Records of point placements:
►

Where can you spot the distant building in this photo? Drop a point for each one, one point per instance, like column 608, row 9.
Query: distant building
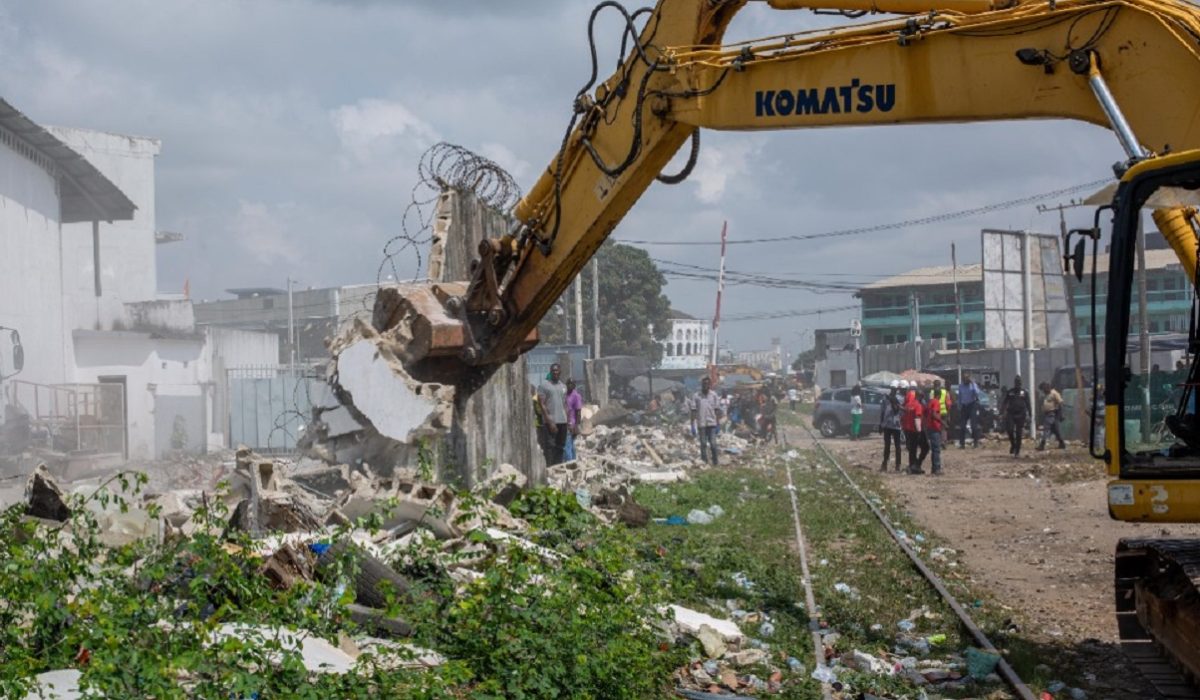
column 689, row 346
column 1168, row 295
column 921, row 304
column 771, row 360
column 837, row 358
column 113, row 370
column 315, row 315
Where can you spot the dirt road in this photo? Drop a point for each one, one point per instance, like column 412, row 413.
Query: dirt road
column 1033, row 531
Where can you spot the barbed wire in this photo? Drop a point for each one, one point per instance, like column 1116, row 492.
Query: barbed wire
column 444, row 166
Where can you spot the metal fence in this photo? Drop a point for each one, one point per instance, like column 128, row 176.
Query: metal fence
column 71, row 418
column 270, row 405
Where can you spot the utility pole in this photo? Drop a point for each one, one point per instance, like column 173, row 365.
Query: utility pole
column 1080, row 408
column 958, row 312
column 717, row 316
column 292, row 325
column 579, row 309
column 1027, row 279
column 595, row 306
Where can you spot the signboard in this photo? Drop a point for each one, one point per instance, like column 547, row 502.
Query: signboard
column 1003, row 291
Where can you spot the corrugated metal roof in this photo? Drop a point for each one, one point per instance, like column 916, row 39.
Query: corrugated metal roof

◄

• [REQUIRED WORK]
Reproduce, word for word, the lines from the rows above that begin at the line containing "Where can you spot the barbed" and stop after the line containing "column 444, row 166".

• [TASK ANSWER]
Where can you spot the barbed wire in this photo? Drop a point for each one, one point per instance, like column 1116, row 492.
Query: barbed wire
column 444, row 166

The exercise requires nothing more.